**WHAT YOU SHOULD DO**
Gather every line of the data that contains the string "backpack", copying each one in full. Case matters.
◆ ◆ ◆
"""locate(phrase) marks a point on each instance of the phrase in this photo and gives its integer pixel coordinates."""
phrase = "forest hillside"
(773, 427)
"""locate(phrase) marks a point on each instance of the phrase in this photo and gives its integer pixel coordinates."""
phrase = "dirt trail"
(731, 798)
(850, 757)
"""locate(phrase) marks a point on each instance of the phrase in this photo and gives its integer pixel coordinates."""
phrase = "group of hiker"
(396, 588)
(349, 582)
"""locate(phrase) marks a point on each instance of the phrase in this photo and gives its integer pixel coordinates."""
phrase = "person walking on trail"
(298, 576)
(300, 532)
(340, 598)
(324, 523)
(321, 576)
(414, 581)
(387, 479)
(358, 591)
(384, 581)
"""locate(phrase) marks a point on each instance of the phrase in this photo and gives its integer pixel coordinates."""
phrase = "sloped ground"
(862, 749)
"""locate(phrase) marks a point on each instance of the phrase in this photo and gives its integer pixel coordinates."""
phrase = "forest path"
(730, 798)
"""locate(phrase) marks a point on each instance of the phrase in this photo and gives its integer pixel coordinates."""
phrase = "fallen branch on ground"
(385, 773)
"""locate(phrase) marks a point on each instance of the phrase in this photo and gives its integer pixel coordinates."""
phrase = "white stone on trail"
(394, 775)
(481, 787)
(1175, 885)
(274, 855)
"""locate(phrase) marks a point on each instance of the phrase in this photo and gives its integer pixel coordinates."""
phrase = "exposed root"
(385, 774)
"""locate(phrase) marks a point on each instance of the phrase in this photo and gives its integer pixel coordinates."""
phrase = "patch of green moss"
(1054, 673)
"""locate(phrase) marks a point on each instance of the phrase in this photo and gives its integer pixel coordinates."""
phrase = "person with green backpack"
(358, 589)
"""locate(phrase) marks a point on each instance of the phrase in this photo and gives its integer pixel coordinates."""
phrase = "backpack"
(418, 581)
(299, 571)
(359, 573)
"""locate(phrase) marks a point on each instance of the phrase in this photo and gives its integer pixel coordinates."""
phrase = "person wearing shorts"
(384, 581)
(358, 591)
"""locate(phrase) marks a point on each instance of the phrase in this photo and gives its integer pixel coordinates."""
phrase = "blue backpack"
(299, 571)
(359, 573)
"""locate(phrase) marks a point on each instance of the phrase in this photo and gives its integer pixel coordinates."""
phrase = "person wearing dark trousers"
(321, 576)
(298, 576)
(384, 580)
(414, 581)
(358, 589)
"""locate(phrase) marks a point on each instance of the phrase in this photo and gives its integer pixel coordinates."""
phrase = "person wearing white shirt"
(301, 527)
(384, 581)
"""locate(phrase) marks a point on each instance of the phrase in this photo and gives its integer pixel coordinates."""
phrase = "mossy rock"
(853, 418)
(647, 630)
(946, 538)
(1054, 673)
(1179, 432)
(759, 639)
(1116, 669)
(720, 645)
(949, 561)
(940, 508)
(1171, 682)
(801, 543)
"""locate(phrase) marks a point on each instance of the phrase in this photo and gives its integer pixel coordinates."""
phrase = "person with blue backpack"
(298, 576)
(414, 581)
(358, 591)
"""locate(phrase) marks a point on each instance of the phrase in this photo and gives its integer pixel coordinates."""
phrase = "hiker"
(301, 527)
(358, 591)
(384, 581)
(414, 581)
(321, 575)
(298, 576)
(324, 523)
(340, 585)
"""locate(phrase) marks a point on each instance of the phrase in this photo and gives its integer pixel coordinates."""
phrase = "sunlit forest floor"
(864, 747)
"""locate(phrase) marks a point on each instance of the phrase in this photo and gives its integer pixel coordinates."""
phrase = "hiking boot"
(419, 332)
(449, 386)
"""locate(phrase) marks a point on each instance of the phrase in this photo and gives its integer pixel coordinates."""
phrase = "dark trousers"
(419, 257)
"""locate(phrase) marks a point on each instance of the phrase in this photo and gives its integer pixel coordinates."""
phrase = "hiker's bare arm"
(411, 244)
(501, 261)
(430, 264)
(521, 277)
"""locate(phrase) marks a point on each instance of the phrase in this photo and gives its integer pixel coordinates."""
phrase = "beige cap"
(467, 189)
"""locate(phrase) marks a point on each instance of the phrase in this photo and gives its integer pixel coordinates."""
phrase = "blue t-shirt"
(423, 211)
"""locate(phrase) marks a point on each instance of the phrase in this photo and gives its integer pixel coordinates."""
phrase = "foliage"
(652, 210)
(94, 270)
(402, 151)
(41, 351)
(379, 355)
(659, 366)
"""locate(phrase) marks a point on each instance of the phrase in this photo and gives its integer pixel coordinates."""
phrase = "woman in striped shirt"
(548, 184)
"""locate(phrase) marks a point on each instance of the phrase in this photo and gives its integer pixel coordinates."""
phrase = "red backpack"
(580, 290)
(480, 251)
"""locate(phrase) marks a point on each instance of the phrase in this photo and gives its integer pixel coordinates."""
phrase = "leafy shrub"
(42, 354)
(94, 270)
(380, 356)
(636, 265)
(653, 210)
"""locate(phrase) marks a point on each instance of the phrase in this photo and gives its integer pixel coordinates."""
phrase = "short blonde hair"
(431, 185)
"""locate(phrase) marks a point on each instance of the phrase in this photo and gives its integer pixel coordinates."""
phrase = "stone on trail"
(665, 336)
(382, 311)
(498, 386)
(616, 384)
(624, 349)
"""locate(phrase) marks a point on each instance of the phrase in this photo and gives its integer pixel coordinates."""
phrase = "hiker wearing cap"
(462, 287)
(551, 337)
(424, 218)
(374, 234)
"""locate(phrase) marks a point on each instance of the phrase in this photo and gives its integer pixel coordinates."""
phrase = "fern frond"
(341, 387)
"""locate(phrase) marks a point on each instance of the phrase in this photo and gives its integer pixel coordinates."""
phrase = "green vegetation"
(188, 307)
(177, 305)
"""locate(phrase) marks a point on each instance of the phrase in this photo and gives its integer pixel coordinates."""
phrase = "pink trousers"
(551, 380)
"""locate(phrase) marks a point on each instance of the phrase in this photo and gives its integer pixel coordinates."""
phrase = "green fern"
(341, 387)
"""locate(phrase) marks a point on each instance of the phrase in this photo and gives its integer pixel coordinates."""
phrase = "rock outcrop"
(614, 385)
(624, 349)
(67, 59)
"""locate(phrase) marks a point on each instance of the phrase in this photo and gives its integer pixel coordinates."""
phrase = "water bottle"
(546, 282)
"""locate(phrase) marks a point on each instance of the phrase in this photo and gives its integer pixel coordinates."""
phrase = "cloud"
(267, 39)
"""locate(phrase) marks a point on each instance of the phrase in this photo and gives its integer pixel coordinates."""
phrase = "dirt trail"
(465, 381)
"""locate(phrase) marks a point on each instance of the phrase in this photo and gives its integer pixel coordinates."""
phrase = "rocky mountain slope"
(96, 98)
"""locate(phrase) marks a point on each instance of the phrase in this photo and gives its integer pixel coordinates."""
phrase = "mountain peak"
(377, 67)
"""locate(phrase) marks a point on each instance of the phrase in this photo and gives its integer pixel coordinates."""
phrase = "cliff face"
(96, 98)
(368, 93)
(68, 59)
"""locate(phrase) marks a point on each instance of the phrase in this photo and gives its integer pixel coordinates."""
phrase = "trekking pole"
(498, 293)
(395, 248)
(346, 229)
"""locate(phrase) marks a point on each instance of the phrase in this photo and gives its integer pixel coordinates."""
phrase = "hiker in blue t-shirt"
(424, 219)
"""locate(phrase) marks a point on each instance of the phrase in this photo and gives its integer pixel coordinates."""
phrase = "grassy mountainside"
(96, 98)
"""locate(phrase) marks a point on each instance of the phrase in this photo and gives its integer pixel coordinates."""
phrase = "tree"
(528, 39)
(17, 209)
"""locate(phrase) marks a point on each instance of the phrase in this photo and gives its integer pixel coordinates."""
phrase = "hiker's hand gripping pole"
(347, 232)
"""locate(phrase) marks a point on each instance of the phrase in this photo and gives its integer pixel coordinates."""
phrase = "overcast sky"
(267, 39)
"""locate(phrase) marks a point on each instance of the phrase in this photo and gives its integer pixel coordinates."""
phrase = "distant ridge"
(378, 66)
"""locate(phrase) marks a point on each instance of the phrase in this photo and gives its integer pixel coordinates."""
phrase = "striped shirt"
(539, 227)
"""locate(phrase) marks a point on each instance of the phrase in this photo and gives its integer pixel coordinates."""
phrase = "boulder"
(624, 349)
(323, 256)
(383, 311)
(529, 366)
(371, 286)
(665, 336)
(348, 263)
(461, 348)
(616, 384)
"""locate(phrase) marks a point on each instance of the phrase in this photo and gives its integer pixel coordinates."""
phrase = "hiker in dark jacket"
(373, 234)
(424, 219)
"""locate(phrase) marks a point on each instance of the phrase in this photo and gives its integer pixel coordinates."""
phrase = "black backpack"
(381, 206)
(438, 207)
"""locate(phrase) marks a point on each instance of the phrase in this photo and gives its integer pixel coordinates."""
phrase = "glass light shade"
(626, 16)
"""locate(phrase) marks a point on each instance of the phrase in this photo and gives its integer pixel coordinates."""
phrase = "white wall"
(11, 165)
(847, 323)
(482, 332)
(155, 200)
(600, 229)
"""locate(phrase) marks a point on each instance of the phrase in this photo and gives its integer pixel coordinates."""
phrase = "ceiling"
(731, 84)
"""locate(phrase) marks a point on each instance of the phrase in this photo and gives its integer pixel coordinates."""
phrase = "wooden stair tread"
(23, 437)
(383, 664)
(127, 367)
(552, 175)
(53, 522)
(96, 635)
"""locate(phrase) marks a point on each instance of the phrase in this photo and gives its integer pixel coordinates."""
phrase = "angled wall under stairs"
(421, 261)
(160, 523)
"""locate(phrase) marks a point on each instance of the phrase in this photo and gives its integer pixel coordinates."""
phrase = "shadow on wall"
◆ ◆ ◆
**WRITTEN REPLY**
phrase = "person with green backpack"
phrase = "backpack"
phrase = "blue backpack"
phrase = "person with blue backpack"
phrase = "red backpack"
phrase = "black backpack"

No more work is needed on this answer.